**** Material supplied ****

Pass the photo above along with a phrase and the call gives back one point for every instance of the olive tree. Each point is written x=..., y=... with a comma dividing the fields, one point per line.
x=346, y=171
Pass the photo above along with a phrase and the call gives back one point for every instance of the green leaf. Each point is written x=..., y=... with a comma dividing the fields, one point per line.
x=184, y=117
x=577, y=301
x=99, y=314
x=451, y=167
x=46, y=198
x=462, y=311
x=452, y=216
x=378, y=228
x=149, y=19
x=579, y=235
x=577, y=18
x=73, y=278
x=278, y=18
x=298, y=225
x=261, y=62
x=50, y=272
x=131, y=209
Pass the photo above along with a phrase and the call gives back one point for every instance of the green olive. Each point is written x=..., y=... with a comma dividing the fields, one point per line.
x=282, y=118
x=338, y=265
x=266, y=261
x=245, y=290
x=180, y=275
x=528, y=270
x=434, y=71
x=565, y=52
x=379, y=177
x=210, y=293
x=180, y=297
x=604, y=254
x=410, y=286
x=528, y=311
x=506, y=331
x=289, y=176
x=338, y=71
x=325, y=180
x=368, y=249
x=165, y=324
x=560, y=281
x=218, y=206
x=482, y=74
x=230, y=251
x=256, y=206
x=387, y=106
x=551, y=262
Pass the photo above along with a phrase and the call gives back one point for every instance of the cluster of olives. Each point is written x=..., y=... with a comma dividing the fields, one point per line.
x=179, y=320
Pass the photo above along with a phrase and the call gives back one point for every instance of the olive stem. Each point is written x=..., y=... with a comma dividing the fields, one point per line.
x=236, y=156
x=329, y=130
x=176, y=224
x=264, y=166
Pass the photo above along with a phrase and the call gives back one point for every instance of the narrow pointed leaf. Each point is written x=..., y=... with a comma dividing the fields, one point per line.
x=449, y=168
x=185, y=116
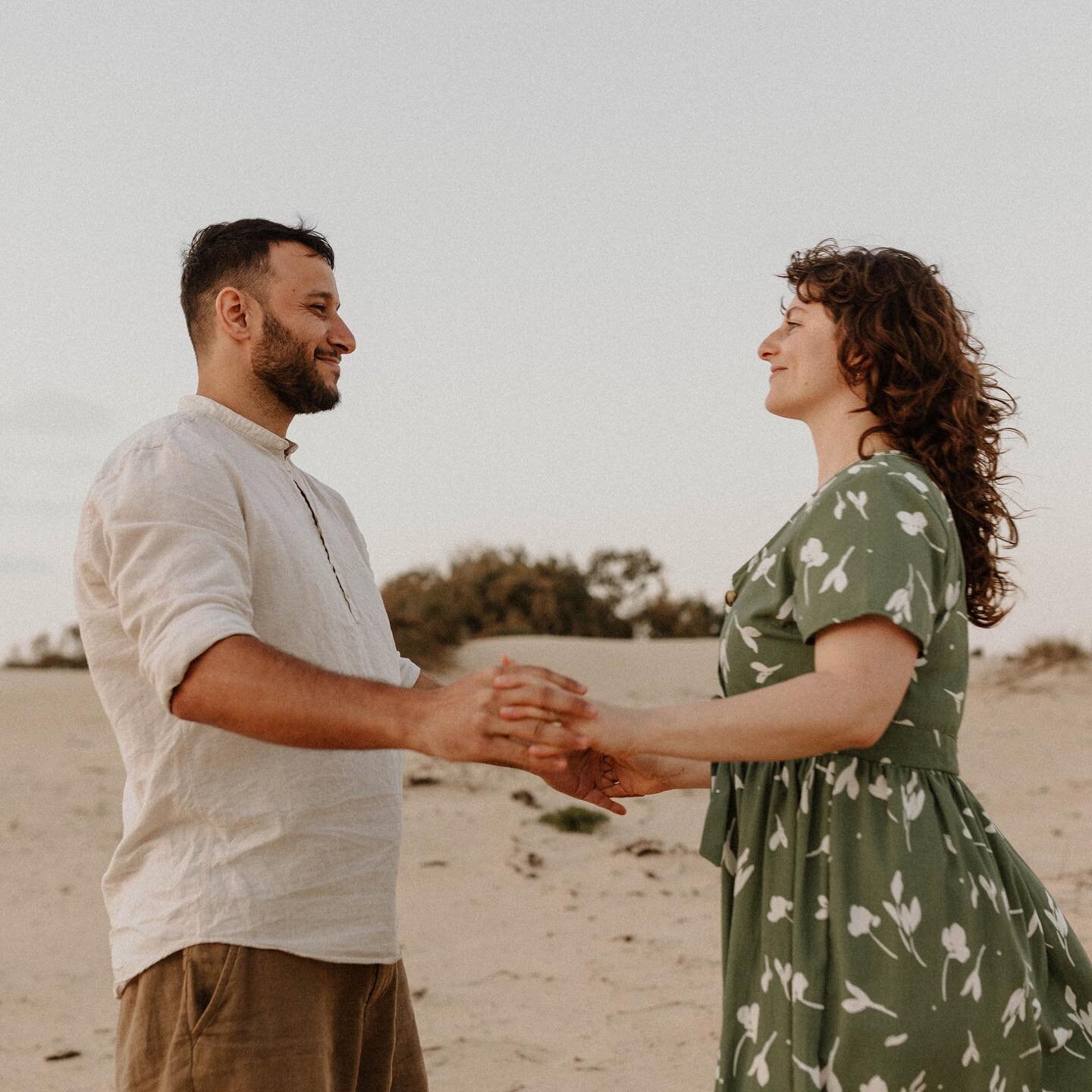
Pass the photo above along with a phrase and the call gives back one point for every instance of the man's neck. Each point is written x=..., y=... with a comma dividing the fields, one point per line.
x=255, y=403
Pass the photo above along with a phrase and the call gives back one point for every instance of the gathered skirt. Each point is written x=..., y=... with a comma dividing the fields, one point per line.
x=879, y=934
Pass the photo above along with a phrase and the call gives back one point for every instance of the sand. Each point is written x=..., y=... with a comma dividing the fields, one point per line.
x=543, y=962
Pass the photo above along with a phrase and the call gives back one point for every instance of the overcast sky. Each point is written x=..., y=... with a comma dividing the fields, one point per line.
x=557, y=228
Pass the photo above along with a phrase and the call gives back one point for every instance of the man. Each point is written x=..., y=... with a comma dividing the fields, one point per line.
x=240, y=649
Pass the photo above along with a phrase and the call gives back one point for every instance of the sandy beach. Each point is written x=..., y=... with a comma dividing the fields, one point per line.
x=541, y=961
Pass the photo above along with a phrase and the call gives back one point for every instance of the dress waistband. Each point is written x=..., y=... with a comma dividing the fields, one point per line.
x=906, y=745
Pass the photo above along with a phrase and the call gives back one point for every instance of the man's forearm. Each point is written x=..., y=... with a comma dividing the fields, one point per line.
x=246, y=686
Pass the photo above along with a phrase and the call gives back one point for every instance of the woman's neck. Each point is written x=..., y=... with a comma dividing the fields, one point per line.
x=838, y=442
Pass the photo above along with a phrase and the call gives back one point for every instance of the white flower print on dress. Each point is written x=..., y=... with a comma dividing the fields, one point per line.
x=779, y=908
x=748, y=1017
x=880, y=789
x=952, y=593
x=912, y=479
x=860, y=1002
x=861, y=923
x=767, y=974
x=823, y=1077
x=799, y=987
x=1081, y=1018
x=902, y=598
x=762, y=573
x=915, y=523
x=836, y=577
x=1055, y=916
x=971, y=1054
x=990, y=889
x=759, y=1068
x=955, y=940
x=973, y=984
x=928, y=595
x=913, y=802
x=1062, y=1037
x=858, y=500
x=1015, y=1008
x=745, y=871
x=762, y=673
x=846, y=781
x=814, y=557
x=906, y=916
x=748, y=633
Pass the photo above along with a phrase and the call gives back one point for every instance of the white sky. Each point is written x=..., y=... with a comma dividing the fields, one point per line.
x=557, y=228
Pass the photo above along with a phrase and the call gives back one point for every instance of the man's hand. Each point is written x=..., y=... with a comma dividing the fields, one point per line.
x=585, y=778
x=462, y=722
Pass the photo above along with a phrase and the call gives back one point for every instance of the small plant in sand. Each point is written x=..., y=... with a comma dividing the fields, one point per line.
x=1053, y=652
x=575, y=819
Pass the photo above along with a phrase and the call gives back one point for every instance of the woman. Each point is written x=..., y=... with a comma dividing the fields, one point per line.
x=879, y=933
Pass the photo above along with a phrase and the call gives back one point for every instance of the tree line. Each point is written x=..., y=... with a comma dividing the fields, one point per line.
x=493, y=592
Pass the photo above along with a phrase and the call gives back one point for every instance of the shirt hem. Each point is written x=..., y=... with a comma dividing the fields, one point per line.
x=121, y=978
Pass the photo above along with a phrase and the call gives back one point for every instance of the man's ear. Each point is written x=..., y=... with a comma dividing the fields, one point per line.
x=236, y=314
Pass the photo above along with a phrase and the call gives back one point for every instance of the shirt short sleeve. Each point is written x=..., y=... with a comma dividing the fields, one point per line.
x=874, y=543
x=168, y=538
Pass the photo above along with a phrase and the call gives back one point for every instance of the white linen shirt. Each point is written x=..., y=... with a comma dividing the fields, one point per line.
x=196, y=528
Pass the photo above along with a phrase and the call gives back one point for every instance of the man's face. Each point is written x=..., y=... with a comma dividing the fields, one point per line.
x=303, y=339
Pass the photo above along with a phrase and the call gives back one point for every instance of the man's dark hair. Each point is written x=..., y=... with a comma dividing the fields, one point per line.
x=236, y=256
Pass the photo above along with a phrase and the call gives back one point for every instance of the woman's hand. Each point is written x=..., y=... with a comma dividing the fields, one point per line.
x=645, y=774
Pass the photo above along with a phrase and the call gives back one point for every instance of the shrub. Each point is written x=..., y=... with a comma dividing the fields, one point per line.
x=575, y=819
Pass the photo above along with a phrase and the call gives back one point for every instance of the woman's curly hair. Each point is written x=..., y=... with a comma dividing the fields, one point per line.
x=908, y=347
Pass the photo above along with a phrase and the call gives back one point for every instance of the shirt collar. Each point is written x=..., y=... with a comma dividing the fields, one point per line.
x=277, y=444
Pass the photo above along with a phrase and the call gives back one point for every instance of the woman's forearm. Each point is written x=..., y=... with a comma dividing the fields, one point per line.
x=811, y=714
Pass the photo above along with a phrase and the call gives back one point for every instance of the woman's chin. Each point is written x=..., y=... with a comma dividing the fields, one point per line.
x=779, y=409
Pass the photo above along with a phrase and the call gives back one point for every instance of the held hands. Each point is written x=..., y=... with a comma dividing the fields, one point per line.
x=462, y=722
x=596, y=774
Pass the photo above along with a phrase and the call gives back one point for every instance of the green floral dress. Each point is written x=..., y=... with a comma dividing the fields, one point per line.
x=879, y=933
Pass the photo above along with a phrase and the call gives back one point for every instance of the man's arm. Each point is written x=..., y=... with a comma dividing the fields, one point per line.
x=243, y=685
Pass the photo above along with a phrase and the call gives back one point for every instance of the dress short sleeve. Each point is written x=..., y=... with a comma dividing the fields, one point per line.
x=877, y=541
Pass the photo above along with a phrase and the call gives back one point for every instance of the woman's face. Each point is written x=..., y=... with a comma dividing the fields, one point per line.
x=805, y=379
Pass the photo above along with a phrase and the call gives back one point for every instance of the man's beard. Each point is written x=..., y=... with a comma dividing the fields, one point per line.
x=290, y=372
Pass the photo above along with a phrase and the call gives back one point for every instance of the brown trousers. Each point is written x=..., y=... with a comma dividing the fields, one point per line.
x=225, y=1018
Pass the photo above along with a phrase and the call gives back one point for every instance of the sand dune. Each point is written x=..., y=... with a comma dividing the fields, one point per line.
x=543, y=962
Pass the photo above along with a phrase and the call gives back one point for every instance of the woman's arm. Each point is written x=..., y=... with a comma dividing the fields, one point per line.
x=861, y=670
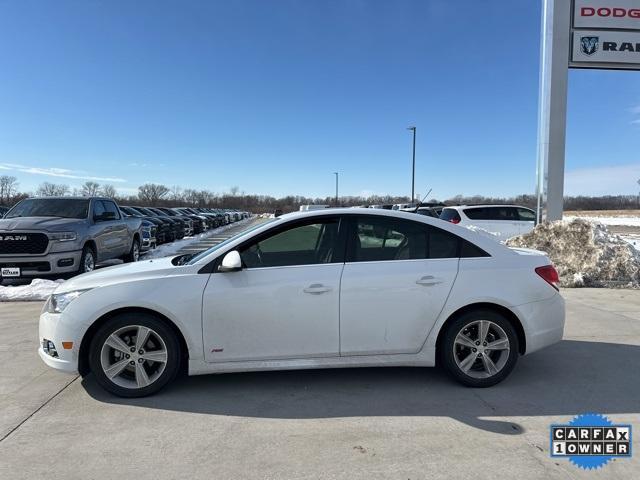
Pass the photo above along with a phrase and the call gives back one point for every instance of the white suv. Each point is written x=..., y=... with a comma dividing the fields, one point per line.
x=503, y=221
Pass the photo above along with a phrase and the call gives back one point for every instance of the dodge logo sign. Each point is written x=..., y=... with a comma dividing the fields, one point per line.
x=13, y=238
x=589, y=45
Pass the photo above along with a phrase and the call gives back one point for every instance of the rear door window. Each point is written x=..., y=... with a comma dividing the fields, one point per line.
x=478, y=213
x=111, y=207
x=504, y=213
x=384, y=239
x=302, y=244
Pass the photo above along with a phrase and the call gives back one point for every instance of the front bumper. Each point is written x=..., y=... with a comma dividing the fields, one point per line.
x=39, y=265
x=52, y=327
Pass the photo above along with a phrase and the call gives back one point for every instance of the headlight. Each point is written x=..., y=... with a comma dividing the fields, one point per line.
x=57, y=302
x=63, y=236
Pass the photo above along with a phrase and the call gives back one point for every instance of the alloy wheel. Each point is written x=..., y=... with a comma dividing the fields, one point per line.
x=481, y=349
x=133, y=357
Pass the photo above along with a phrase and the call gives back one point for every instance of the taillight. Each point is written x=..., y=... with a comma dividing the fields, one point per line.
x=549, y=275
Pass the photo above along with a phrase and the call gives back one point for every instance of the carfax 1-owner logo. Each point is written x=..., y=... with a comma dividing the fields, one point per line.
x=591, y=440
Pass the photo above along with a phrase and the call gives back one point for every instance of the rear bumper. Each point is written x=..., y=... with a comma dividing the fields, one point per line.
x=543, y=322
x=39, y=265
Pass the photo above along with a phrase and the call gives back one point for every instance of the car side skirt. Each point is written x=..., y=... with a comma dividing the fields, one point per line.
x=425, y=358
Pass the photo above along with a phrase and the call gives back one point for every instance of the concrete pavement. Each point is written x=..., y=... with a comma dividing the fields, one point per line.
x=352, y=423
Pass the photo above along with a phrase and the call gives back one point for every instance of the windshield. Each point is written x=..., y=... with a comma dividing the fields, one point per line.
x=201, y=255
x=51, y=207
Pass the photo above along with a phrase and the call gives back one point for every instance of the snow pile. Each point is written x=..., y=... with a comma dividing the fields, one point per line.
x=170, y=249
x=39, y=289
x=584, y=253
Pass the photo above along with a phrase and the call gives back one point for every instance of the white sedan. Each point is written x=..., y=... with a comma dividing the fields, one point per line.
x=320, y=289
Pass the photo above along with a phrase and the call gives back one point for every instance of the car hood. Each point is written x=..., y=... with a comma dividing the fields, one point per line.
x=53, y=224
x=127, y=272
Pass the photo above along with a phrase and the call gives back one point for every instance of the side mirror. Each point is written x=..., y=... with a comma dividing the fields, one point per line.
x=231, y=262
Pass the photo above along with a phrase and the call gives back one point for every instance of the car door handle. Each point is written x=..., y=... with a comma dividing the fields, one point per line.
x=428, y=280
x=317, y=288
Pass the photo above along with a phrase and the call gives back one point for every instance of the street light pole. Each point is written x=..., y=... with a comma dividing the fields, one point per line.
x=413, y=168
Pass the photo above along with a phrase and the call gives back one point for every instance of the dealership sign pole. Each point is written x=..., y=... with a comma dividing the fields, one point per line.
x=601, y=34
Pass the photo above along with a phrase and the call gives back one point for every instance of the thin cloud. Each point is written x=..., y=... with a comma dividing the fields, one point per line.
x=609, y=180
x=58, y=172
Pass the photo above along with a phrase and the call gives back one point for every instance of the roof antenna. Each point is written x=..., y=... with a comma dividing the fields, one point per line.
x=425, y=197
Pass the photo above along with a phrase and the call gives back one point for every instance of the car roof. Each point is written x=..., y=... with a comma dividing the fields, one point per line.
x=76, y=197
x=488, y=205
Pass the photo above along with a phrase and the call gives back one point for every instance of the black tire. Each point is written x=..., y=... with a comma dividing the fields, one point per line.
x=129, y=374
x=87, y=253
x=132, y=256
x=449, y=351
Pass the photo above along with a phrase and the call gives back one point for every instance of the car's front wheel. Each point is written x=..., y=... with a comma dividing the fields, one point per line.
x=480, y=348
x=134, y=355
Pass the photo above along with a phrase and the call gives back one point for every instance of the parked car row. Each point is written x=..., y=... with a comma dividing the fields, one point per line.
x=67, y=235
x=168, y=224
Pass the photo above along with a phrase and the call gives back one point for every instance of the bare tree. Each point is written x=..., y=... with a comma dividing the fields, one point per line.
x=108, y=191
x=176, y=193
x=90, y=189
x=151, y=193
x=8, y=188
x=47, y=189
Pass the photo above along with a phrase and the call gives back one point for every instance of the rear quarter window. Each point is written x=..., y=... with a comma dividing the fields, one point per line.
x=478, y=213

****

Word for word, quote the lines from the line containing "of the car's" through the end of the material, both included, and nothing else.

▶ [Exercise output]
Pass the photo above along with a phrase and the call gives back one point for every instance of the car's front wheel. Each point is written x=..., y=... with a comma dividing the fields, one point per line.
x=480, y=348
x=134, y=355
Pass the photo above along with a phrase and the call gives back one point for every instance of the parked car row. Each point is written x=..., y=... with a comma dividing the fields, one point per line.
x=67, y=235
x=168, y=224
Pass the photo above along with a phrase and the call gives back one point for every instance of the bare tree. Each point is written x=..., y=... with a comma dividing the fields, one point per line.
x=108, y=191
x=176, y=193
x=90, y=189
x=151, y=193
x=8, y=188
x=47, y=189
Pass the photo above along with a phrase and the call gives back one point for every instance of the rear quarter window. Each point is written x=..., y=... with a comma dividing the fields, one point per line.
x=478, y=213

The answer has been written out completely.